**WHAT YOU ARE ASKED TO DO:** Collect every line in the data below that contains the word "dark", and copy each of those lines in full.
________
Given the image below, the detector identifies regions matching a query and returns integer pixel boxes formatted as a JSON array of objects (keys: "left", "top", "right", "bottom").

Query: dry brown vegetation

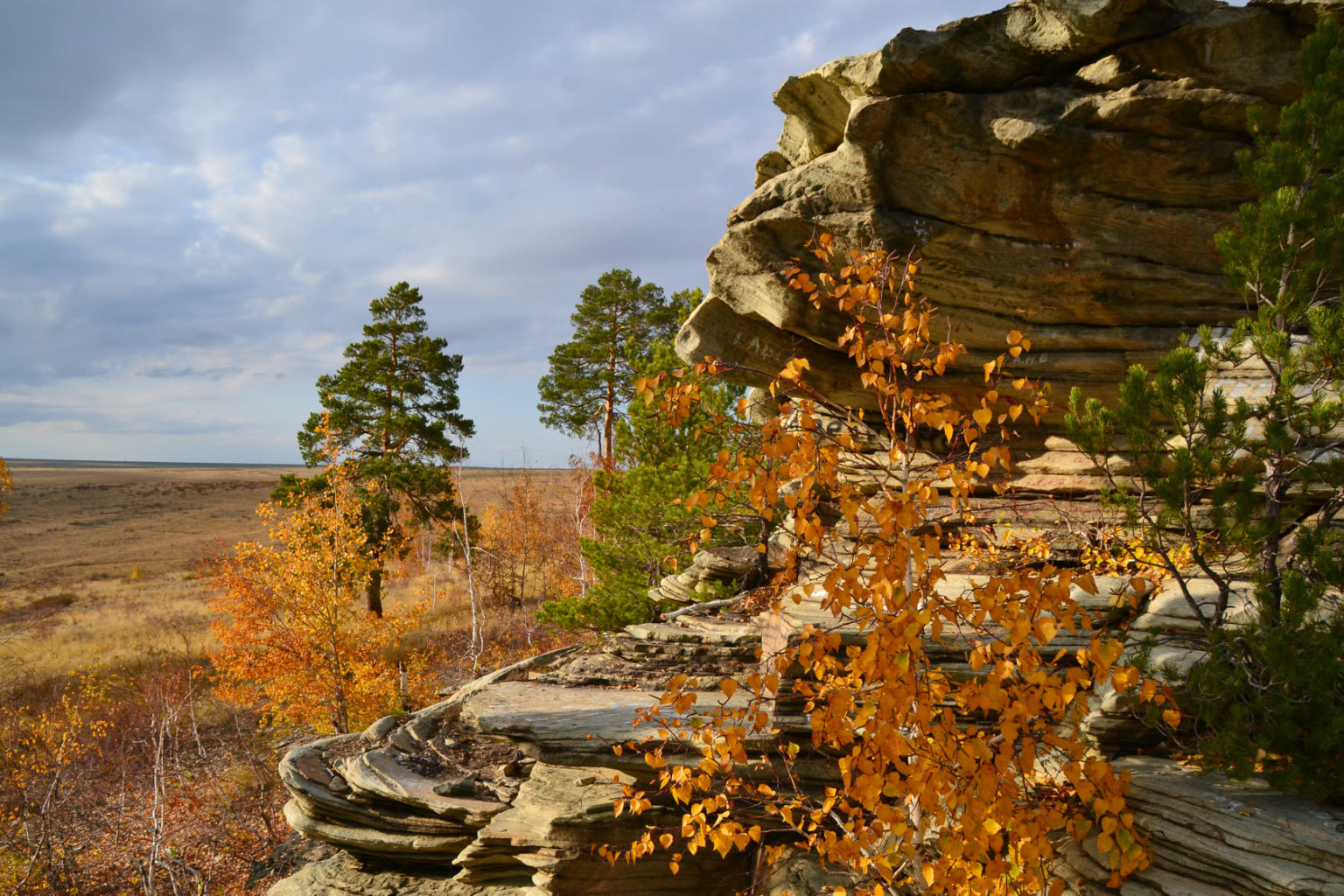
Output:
[
  {"left": 0, "top": 461, "right": 571, "bottom": 682},
  {"left": 0, "top": 461, "right": 574, "bottom": 896}
]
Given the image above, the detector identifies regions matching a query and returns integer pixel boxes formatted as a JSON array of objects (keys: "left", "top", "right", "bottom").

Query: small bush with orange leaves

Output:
[
  {"left": 604, "top": 235, "right": 1176, "bottom": 894},
  {"left": 210, "top": 457, "right": 431, "bottom": 732}
]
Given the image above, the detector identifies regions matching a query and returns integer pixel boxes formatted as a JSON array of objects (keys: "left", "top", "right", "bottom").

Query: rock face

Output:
[
  {"left": 270, "top": 0, "right": 1344, "bottom": 896},
  {"left": 677, "top": 0, "right": 1338, "bottom": 435}
]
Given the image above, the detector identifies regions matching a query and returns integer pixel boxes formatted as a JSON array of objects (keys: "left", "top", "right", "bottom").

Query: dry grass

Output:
[{"left": 0, "top": 461, "right": 571, "bottom": 682}]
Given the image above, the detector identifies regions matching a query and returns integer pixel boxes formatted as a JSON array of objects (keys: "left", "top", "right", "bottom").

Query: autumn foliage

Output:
[
  {"left": 606, "top": 236, "right": 1174, "bottom": 893},
  {"left": 0, "top": 665, "right": 286, "bottom": 896},
  {"left": 210, "top": 448, "right": 430, "bottom": 732}
]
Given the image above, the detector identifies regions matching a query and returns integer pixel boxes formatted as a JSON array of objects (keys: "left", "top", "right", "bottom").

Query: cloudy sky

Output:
[{"left": 0, "top": 0, "right": 1001, "bottom": 465}]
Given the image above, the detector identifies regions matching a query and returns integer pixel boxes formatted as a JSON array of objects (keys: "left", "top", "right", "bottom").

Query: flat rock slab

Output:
[
  {"left": 1061, "top": 756, "right": 1344, "bottom": 896},
  {"left": 285, "top": 799, "right": 473, "bottom": 863},
  {"left": 461, "top": 681, "right": 657, "bottom": 755},
  {"left": 341, "top": 750, "right": 507, "bottom": 828}
]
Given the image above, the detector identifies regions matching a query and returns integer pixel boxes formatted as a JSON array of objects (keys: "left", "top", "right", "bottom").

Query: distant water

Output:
[{"left": 5, "top": 457, "right": 304, "bottom": 470}]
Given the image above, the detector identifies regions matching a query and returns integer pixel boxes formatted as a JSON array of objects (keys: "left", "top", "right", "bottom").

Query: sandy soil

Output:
[{"left": 0, "top": 461, "right": 571, "bottom": 678}]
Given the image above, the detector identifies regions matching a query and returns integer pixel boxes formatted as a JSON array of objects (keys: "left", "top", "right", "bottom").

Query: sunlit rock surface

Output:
[
  {"left": 677, "top": 0, "right": 1344, "bottom": 438},
  {"left": 270, "top": 0, "right": 1344, "bottom": 896}
]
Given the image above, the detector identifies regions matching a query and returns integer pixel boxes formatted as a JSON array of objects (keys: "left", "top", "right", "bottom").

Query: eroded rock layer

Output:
[
  {"left": 677, "top": 0, "right": 1326, "bottom": 430},
  {"left": 262, "top": 0, "right": 1344, "bottom": 896}
]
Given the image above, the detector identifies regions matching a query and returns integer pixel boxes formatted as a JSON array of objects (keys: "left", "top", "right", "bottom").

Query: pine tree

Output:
[
  {"left": 539, "top": 289, "right": 742, "bottom": 630},
  {"left": 1068, "top": 18, "right": 1344, "bottom": 794},
  {"left": 286, "top": 282, "right": 476, "bottom": 615},
  {"left": 536, "top": 269, "right": 676, "bottom": 470}
]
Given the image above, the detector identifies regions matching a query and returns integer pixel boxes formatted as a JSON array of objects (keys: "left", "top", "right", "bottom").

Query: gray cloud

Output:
[{"left": 0, "top": 0, "right": 996, "bottom": 464}]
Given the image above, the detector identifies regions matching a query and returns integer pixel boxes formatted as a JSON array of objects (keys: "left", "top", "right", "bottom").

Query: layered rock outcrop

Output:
[
  {"left": 262, "top": 0, "right": 1344, "bottom": 896},
  {"left": 677, "top": 0, "right": 1338, "bottom": 435}
]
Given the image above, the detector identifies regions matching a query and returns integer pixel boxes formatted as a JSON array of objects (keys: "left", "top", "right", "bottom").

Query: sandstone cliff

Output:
[
  {"left": 677, "top": 0, "right": 1333, "bottom": 432},
  {"left": 271, "top": 0, "right": 1344, "bottom": 896}
]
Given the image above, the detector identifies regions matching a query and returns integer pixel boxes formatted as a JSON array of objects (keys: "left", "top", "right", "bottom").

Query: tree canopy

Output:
[
  {"left": 536, "top": 269, "right": 682, "bottom": 469},
  {"left": 289, "top": 282, "right": 476, "bottom": 614}
]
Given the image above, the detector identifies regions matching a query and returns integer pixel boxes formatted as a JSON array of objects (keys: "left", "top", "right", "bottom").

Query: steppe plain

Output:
[{"left": 0, "top": 459, "right": 569, "bottom": 683}]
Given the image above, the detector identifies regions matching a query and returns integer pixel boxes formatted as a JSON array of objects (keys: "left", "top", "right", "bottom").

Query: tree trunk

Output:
[{"left": 364, "top": 565, "right": 383, "bottom": 620}]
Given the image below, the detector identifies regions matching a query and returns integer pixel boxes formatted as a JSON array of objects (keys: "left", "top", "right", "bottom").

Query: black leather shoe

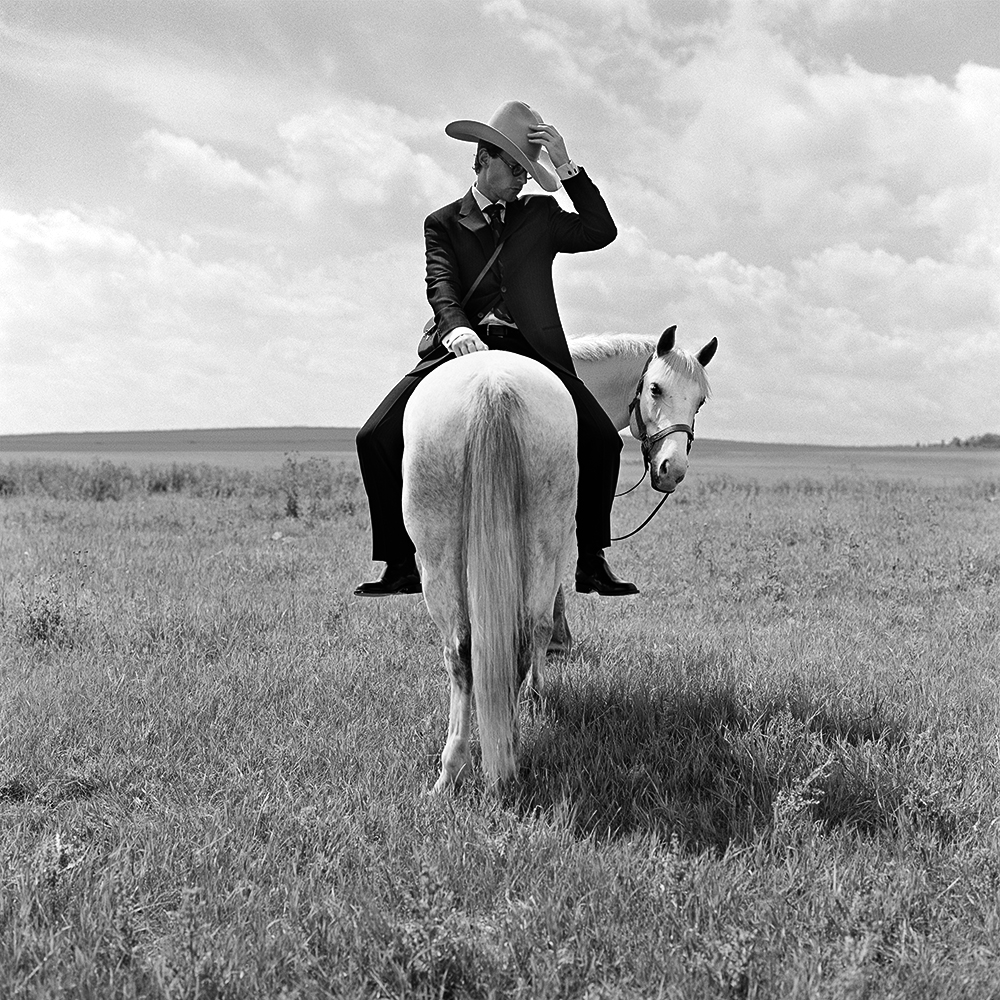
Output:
[
  {"left": 354, "top": 557, "right": 421, "bottom": 597},
  {"left": 576, "top": 550, "right": 639, "bottom": 597}
]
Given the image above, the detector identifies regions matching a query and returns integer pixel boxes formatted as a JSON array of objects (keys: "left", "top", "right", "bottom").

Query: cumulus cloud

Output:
[{"left": 0, "top": 0, "right": 1000, "bottom": 443}]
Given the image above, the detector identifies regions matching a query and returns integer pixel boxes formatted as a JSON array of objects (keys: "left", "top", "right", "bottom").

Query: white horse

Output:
[
  {"left": 403, "top": 327, "right": 717, "bottom": 791},
  {"left": 569, "top": 326, "right": 719, "bottom": 493}
]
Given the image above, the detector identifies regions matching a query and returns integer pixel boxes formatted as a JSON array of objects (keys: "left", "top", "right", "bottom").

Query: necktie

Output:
[{"left": 485, "top": 204, "right": 503, "bottom": 243}]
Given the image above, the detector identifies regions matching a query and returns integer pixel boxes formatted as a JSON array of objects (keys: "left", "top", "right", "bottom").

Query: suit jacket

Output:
[{"left": 414, "top": 170, "right": 618, "bottom": 375}]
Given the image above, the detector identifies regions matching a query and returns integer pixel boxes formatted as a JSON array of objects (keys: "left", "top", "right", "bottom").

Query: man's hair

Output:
[{"left": 472, "top": 139, "right": 500, "bottom": 174}]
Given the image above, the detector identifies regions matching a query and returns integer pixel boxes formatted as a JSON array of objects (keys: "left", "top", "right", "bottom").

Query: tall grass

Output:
[{"left": 0, "top": 460, "right": 1000, "bottom": 998}]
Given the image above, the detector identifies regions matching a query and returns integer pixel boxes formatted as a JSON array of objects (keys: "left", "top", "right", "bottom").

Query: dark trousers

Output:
[{"left": 357, "top": 331, "right": 622, "bottom": 562}]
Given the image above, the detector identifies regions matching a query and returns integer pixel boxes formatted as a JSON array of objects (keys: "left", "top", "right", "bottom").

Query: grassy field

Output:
[{"left": 0, "top": 450, "right": 1000, "bottom": 1000}]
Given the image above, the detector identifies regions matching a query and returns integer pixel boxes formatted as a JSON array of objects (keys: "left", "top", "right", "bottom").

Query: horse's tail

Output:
[{"left": 465, "top": 379, "right": 530, "bottom": 782}]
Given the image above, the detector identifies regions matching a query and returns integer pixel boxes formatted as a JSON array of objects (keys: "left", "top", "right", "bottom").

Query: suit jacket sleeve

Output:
[
  {"left": 550, "top": 170, "right": 618, "bottom": 253},
  {"left": 424, "top": 212, "right": 472, "bottom": 343}
]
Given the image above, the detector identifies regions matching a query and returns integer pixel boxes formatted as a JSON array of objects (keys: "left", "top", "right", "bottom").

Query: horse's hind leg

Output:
[
  {"left": 434, "top": 628, "right": 472, "bottom": 792},
  {"left": 546, "top": 584, "right": 573, "bottom": 656}
]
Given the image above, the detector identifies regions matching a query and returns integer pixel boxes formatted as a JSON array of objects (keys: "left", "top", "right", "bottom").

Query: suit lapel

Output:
[{"left": 458, "top": 188, "right": 493, "bottom": 257}]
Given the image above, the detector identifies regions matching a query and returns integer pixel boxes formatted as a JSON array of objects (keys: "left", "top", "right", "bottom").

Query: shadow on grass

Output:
[{"left": 509, "top": 664, "right": 955, "bottom": 851}]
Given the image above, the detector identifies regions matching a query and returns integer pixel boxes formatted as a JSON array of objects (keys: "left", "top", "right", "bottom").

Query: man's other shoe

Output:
[
  {"left": 576, "top": 550, "right": 639, "bottom": 597},
  {"left": 354, "top": 556, "right": 421, "bottom": 597}
]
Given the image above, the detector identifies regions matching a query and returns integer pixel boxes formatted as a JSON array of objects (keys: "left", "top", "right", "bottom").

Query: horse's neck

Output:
[{"left": 573, "top": 337, "right": 656, "bottom": 430}]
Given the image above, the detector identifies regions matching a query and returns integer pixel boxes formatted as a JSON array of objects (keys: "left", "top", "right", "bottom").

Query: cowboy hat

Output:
[{"left": 444, "top": 101, "right": 559, "bottom": 191}]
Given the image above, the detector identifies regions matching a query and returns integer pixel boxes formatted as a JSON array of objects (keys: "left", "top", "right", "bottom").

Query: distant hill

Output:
[
  {"left": 0, "top": 427, "right": 358, "bottom": 452},
  {"left": 951, "top": 434, "right": 1000, "bottom": 448}
]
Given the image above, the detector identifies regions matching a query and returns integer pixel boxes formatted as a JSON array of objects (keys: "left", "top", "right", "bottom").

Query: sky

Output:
[{"left": 0, "top": 0, "right": 1000, "bottom": 445}]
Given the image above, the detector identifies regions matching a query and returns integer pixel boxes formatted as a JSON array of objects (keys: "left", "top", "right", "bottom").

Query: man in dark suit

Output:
[{"left": 355, "top": 101, "right": 638, "bottom": 596}]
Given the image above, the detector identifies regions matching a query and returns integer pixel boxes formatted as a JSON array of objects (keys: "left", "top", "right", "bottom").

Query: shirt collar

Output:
[{"left": 472, "top": 184, "right": 507, "bottom": 222}]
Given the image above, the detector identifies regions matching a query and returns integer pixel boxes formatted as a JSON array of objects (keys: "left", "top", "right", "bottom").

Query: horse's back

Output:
[
  {"left": 403, "top": 351, "right": 576, "bottom": 445},
  {"left": 403, "top": 352, "right": 578, "bottom": 789}
]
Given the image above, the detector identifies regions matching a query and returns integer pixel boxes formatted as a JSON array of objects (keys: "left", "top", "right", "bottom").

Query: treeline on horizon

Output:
[{"left": 930, "top": 434, "right": 1000, "bottom": 448}]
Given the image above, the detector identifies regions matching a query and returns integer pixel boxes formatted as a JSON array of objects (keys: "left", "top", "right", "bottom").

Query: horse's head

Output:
[{"left": 629, "top": 326, "right": 719, "bottom": 493}]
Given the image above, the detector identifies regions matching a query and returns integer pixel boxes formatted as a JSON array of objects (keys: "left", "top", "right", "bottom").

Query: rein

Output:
[{"left": 611, "top": 351, "right": 694, "bottom": 542}]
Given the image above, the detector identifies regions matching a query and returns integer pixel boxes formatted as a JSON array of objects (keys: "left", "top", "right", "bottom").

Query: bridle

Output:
[{"left": 611, "top": 351, "right": 694, "bottom": 542}]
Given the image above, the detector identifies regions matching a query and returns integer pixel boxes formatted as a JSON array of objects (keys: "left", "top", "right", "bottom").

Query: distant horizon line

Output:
[{"left": 0, "top": 424, "right": 954, "bottom": 452}]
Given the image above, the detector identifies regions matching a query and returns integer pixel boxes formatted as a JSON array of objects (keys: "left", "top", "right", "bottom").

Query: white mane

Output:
[
  {"left": 569, "top": 333, "right": 660, "bottom": 361},
  {"left": 569, "top": 333, "right": 711, "bottom": 398}
]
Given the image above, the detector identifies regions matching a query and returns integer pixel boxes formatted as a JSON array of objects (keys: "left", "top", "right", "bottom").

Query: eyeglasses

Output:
[{"left": 494, "top": 153, "right": 528, "bottom": 177}]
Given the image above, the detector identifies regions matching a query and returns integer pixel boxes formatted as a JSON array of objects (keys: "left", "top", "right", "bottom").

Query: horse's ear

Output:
[
  {"left": 656, "top": 326, "right": 677, "bottom": 358},
  {"left": 696, "top": 337, "right": 719, "bottom": 368}
]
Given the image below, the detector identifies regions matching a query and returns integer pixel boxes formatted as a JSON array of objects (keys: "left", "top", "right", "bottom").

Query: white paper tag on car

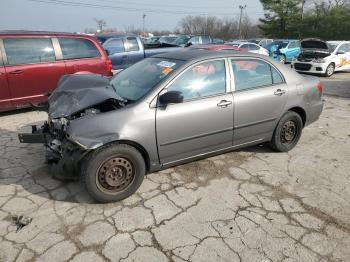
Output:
[{"left": 157, "top": 61, "right": 176, "bottom": 67}]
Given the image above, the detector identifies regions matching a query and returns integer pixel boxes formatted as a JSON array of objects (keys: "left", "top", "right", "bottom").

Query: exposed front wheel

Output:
[
  {"left": 82, "top": 144, "right": 146, "bottom": 203},
  {"left": 324, "top": 63, "right": 335, "bottom": 77},
  {"left": 270, "top": 111, "right": 303, "bottom": 152}
]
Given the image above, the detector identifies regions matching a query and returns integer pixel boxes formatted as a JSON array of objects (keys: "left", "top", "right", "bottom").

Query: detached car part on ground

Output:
[
  {"left": 292, "top": 38, "right": 350, "bottom": 77},
  {"left": 19, "top": 50, "right": 323, "bottom": 202}
]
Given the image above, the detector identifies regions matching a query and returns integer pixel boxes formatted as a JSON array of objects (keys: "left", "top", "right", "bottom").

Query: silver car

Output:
[{"left": 19, "top": 50, "right": 323, "bottom": 202}]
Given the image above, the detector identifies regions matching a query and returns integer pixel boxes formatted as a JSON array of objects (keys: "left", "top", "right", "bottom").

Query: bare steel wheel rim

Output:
[
  {"left": 96, "top": 157, "right": 135, "bottom": 194},
  {"left": 281, "top": 120, "right": 298, "bottom": 144}
]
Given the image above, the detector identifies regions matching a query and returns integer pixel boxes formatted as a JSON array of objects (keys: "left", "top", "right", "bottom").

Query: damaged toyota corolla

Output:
[{"left": 19, "top": 50, "right": 323, "bottom": 202}]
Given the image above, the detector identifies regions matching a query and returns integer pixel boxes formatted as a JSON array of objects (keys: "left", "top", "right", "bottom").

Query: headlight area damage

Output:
[{"left": 18, "top": 75, "right": 125, "bottom": 179}]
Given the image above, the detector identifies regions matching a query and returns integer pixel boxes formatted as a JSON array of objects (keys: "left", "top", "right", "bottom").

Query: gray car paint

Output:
[{"left": 54, "top": 50, "right": 323, "bottom": 172}]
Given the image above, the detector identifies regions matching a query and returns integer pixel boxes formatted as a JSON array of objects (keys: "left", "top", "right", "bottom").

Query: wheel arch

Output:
[
  {"left": 101, "top": 139, "right": 150, "bottom": 171},
  {"left": 288, "top": 106, "right": 306, "bottom": 126}
]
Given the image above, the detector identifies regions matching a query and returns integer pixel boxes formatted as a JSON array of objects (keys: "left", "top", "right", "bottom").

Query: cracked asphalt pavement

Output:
[{"left": 0, "top": 81, "right": 350, "bottom": 262}]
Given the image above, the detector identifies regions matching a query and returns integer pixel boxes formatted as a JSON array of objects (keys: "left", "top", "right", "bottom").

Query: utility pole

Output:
[
  {"left": 142, "top": 13, "right": 146, "bottom": 37},
  {"left": 238, "top": 5, "right": 247, "bottom": 39}
]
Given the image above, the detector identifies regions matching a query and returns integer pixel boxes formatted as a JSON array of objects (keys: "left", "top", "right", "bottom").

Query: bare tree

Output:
[
  {"left": 94, "top": 18, "right": 107, "bottom": 32},
  {"left": 179, "top": 16, "right": 261, "bottom": 40}
]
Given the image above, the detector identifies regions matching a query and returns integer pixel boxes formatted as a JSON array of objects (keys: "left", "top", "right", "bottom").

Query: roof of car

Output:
[
  {"left": 190, "top": 44, "right": 239, "bottom": 51},
  {"left": 153, "top": 48, "right": 268, "bottom": 61},
  {"left": 0, "top": 30, "right": 77, "bottom": 35},
  {"left": 0, "top": 30, "right": 92, "bottom": 38}
]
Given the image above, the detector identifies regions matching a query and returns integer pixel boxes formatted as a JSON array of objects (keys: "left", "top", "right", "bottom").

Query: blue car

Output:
[{"left": 265, "top": 39, "right": 301, "bottom": 63}]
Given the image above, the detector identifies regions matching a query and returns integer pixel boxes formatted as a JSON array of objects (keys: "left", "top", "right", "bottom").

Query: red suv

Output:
[{"left": 0, "top": 31, "right": 112, "bottom": 111}]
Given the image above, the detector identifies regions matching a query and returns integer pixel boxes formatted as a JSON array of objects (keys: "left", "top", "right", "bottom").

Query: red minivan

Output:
[{"left": 0, "top": 31, "right": 112, "bottom": 111}]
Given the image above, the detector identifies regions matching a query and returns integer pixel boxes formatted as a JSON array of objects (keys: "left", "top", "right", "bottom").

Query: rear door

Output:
[
  {"left": 3, "top": 37, "right": 66, "bottom": 107},
  {"left": 231, "top": 58, "right": 288, "bottom": 145},
  {"left": 58, "top": 37, "right": 107, "bottom": 75},
  {"left": 0, "top": 39, "right": 12, "bottom": 111},
  {"left": 156, "top": 59, "right": 233, "bottom": 164}
]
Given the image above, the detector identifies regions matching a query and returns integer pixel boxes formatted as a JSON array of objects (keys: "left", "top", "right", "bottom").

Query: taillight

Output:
________
**EXERCISE ANSWER:**
Query: dark trousers
Query: man in dark suit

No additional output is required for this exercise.